DOCUMENT TEXT:
[Begin]

- Original language: English
- Written by: John Dryden
- Genre: Restoration Comedy

Premiere
- Date: November 1672
- Place: Lincoln's Inn Fields Theatre, London

= The Assignation =

Restoration comedy by John Dryden

The Assignation, or Love in a Nunnery is a Restoration comedy written by John Dryden. The play was first acted late in 1672, by the King's Company at their theatre at Lincoln's Inn Fields, but was not a success with its audience.

Apart from the question of the play's quality — many critics have regarded it as a rush job, written mainly in prose with some blank verse — Dryden was suspected of anti-Catholic satire, especially in his choice of a subtitle. This was a sensitive issue at the time, given strong Catholic sympathies among some elements of the royal court — primarily the Duke of York, the future King James II.

The cast of the original production included Michael Mohun as the Duke of Mantua, Edward Kynaston as Prince Frederick, Charles Hart as Aurelian, Joseph Haines as Benito, William Cartwright as Mario, and Nicholas Burt as Camillo. The role of Hyppolita, the nun, was taken by Mary Knep; Rebecca Marshall played Lucretia, Elizabeth James was Sophronia, Elizabeth Boutell was Laura and Elizabeth Cox was Violetta.

[End]

RAW RECORDS:

[Begin]

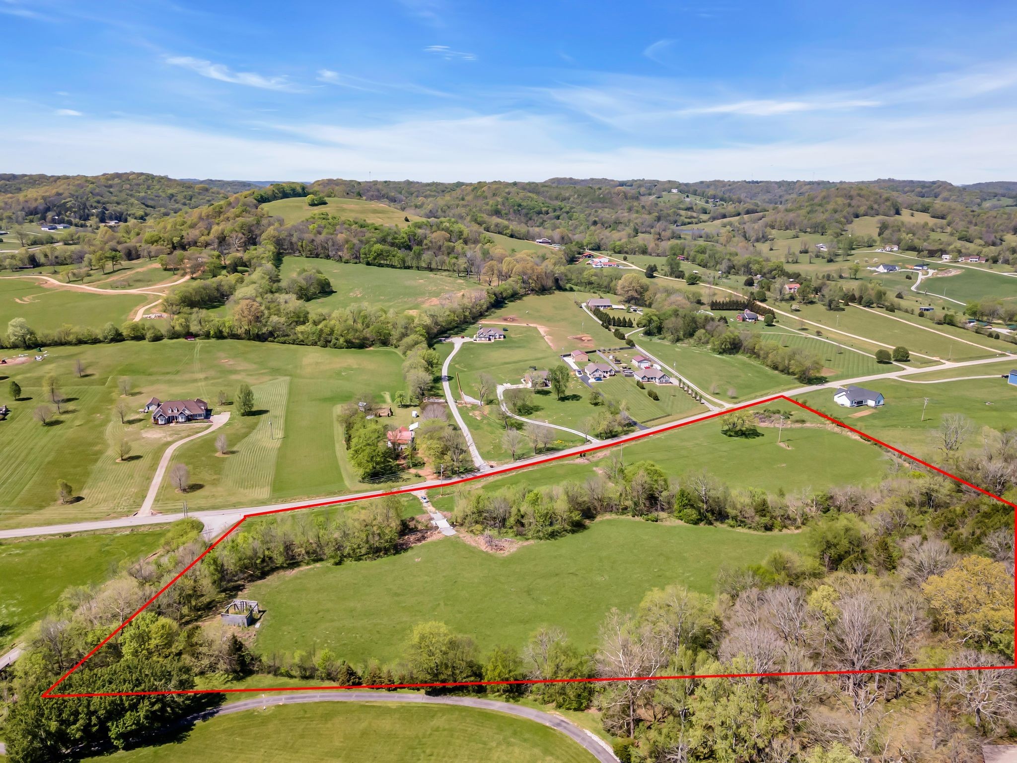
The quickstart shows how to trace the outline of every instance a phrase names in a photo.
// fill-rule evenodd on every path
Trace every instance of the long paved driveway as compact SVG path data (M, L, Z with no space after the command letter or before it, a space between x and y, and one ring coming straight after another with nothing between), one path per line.
M207 426L201 429L201 431L191 434L189 437L184 437L183 439L178 439L176 443L171 445L166 449L163 457L159 460L159 466L156 467L156 476L152 478L152 484L148 485L148 492L144 496L144 501L141 502L141 508L137 511L137 516L139 517L149 517L152 516L152 505L156 503L156 495L159 493L159 486L163 484L163 477L166 475L166 468L170 465L170 459L173 458L173 454L176 450L184 445L185 443L190 443L192 439L197 439L198 437L203 437L210 432L216 431L220 426L225 424L230 420L229 411L226 413L217 413L212 417L212 426Z
M472 707L478 710L516 715L560 731L569 739L586 749L600 763L618 763L610 747L592 731L576 725L560 715L552 715L543 710L514 705L508 702L478 699L476 697L430 697L425 694L390 694L378 692L295 692L293 694L266 694L257 699L241 700L222 705L214 710L198 713L188 720L205 720L217 715L232 715L247 710L258 710L274 705L299 705L307 702L371 702L400 703L415 705L455 705L457 707ZM294 729L299 736L299 729Z
M865 376L855 376L854 378L845 378L838 382L827 382L820 385L810 385L807 387L797 387L793 390L785 390L783 392L774 393L772 395L764 395L759 398L754 398L753 400L746 400L743 403L739 403L737 407L749 407L756 405L764 400L770 400L776 395L784 395L786 397L795 397L797 395L804 395L810 392L816 392L818 390L835 390L838 387L846 387L847 385L859 385L865 382L875 382L888 378L901 378L903 376L910 376L913 374L928 373L930 371L944 370L947 368L967 368L969 366L984 365L986 363L999 363L1000 358L981 358L978 360L964 360L964 361L947 361L940 365L934 366L932 368L901 368L896 371L888 371L886 373L871 373ZM905 379L907 380L907 379ZM591 448L596 448L598 450L602 448L610 448L612 446L624 445L627 442L639 437L645 437L647 435L653 435L658 432L667 431L673 428L677 424L689 424L694 421L700 421L706 418L717 415L717 412L713 413L698 413L693 416L686 416L675 421L668 421L663 424L657 424L655 426L648 426L645 429L635 433L635 434L622 434L618 437L612 437L610 439L604 439L598 443L596 446L591 446L589 444L575 446L573 448L566 448L564 450L558 451L554 454L541 454L540 456L533 456L528 459L522 459L511 464L501 464L498 466L492 466L484 469L484 477L493 477L499 474L508 474L515 472L519 469L525 469L530 466L536 466L541 463L546 462L549 458L553 459L564 459L572 456L580 456L587 453ZM461 481L462 477L457 477L455 479L432 479L424 482L417 482L412 485L406 485L397 488L400 493L413 492L415 490L429 490L434 487L440 487L441 485L457 484ZM284 509L301 509L310 508L312 506L325 506L335 505L340 503L351 503L354 501L363 501L366 498L379 497L385 494L385 490L372 490L369 492L357 492L348 493L343 495L333 495L324 496L316 501L293 501L281 504L268 504L263 506L254 507L244 507L236 509L222 509L217 511L204 511L204 512L191 512L188 514L189 517L200 520L204 523L205 534L208 536L216 535L220 530L225 529L243 517L248 515L256 515L266 512L275 512ZM152 524L165 524L169 522L175 522L178 519L184 519L183 514L156 514L151 517L120 517L118 519L107 519L98 520L94 522L74 522L62 525L42 525L39 527L20 527L11 530L0 530L0 539L3 538L23 538L31 537L34 535L63 535L70 532L86 532L88 530L108 530L115 528L130 528L130 527L140 527L144 525Z
M480 470L484 470L488 468L488 464L484 461L484 457L480 455L480 451L477 449L477 444L473 442L473 435L470 434L470 429L466 425L466 421L464 421L463 416L460 415L458 401L452 394L452 386L448 384L448 365L452 363L452 359L456 357L456 353L459 352L460 347L467 342L472 341L472 339L452 340L455 347L453 347L452 352L448 353L448 357L445 358L444 364L441 366L441 387L444 388L445 400L448 401L448 408L452 409L453 418L456 419L456 423L459 424L460 431L463 432L463 436L466 438L466 445L470 449L470 456L473 458L473 465Z

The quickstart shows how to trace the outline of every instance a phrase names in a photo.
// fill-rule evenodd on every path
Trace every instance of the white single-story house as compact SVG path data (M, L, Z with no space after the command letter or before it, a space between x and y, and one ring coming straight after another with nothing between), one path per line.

[End]

DIRECTIONS FOR THIS TASK:
Reproduce the text about The Assignation in full, word for word. Work only from the text about The Assignation.

EXPECTED ANSWER:
- Original language: English
- Written by: John Dryden
- Genre: Restoration Comedy

Premiere
- Date: November 1672
- Place: Lincoln's Inn Fields Theatre, London

= The Assignation =

Restoration comedy by John Dryden

The Assignation, or Love in a Nunnery is a Restoration comedy written by John Dryden. The play was first acted late in 1672, by the King's Company at their theatre at Lincoln's Inn Fields, but was not a success with its audience.

Apart from the question of the play's quality — many critics have regarded it as a rush job, written mainly in prose with some blank verse — Dryden was suspected of anti-Catholic satire, especially in his choice of a subtitle. This was a sensitive issue at the time, given strong Catholic sympathies among some elements of the royal court — primarily the Duke of York, the future King James II.

The cast of the original production included Michael Mohun as the Duke of Mantua, Edward Kynaston as Prince Frederick, Charles Hart as Aurelian, Joseph Haines as Benito, William Cartwright as Mario, and Nicholas Burt as Camillo. The role of Hyppolita, the nun, was taken by Mary Knep; Rebecca Marshall played Lucretia, Elizabeth James was Sophronia, Elizabeth Boutell was Laura and Elizabeth Cox was Violetta.